Each line of the data has to be written out again exactly as shown.

━━ DATA FOR THE TASK ━━

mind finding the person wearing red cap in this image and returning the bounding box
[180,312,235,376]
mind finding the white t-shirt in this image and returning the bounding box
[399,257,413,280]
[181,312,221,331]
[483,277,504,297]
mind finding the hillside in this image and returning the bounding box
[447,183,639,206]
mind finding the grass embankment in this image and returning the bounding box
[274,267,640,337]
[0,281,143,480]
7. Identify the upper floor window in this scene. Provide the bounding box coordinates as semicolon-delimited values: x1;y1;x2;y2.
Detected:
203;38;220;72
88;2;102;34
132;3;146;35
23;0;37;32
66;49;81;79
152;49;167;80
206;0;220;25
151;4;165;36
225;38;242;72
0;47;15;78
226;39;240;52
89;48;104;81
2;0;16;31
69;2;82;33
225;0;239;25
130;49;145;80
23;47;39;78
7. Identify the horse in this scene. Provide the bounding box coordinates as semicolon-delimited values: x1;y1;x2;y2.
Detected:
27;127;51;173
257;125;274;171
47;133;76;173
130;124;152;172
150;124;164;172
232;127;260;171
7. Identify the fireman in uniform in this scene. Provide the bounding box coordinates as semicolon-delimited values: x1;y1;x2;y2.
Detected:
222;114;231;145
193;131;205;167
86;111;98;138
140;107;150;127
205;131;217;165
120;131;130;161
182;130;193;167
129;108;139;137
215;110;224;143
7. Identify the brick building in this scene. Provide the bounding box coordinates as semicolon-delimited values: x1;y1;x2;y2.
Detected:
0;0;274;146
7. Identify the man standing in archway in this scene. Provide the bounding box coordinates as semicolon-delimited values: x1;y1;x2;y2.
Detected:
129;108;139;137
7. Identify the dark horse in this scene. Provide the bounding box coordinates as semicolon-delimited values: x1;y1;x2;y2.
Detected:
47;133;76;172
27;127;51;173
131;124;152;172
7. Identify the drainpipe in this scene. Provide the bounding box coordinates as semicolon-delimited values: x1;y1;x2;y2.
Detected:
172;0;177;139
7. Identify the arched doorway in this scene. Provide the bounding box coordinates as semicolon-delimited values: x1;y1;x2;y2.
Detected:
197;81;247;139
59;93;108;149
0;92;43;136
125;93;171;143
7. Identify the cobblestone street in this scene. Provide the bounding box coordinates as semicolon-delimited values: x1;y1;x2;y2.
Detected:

━━━

• **SOLUTION FOR THIS PROBLEM**
mind finding the person wearing red cap in this image and returning the bounding box
[180,312,235,376]
mind finding the white t-shirt in this image and returning the bounding box
[399,257,413,280]
[181,312,221,331]
[483,277,504,297]
mind finding the hillside in this image and returning the bounding box
[447,183,639,206]
mind finding the grass embankment in this image and returning the bounding box
[274,267,640,337]
[0,281,143,480]
7. Identify the upper floor window in this scene. Provide the bounding box coordinates as semicolon-delimited values: x1;y1;x2;y2.
Detected:
203;38;220;72
88;2;102;34
132;3;146;35
23;0;37;32
66;49;81;79
152;49;167;80
206;0;220;25
151;4;165;36
225;38;242;72
0;47;15;78
226;39;240;52
89;48;104;81
2;0;16;31
69;2;82;33
225;0;239;25
130;49;145;80
23;47;39;78
7. Identify the horse in this scene. Provide the bounding box coordinates as semicolon-delimited values: x1;y1;x2;y2.
Detected:
27;127;51;173
257;125;274;171
47;133;76;173
130;124;152;172
150;124;164;172
232;127;260;171
7. Identify the fireman in uniform in this scene. Provide the bounding box coordinates as semicolon-delimited values: x1;y1;x2;y2.
Detected:
222;114;231;145
193;131;205;167
86;111;98;138
140;107;150;127
205;131;217;165
120;131;130;161
182;130;193;167
129;108;139;137
215;110;224;143
7. Identify the brick building in this scene. Provide the bounding box coordinates as semicolon-delimited values: x1;y1;x2;y2.
Detected:
0;0;274;146
7. Identify the man standing in archway in this scene. Provide the bounding box coordinates as semicolon-delimited values: x1;y1;x2;y2.
Detected:
129;108;139;137
7. Identify the dark horse in this scene. Provide the bounding box coordinates as semicolon-delimited values: x1;y1;x2;y2.
Detected:
47;133;76;172
27;127;51;173
131;124;152;172
7. Identify the drainpipe in this scene. Provide the bounding box coordinates as semicolon-delimited values: x1;y1;x2;y2.
Detected:
172;0;177;139
7. Identify the arched doorway in this scene. Provide the bounding box coordinates as semicolon-delimited values: x1;y1;x2;y2.
Detected:
197;81;247;139
59;93;108;149
0;92;43;136
125;93;171;143
7. Identify the cobblestone street in this scene. Provide the bounding box coordinates as semicolon-delimited values: x1;y1;x2;y2.
Detected:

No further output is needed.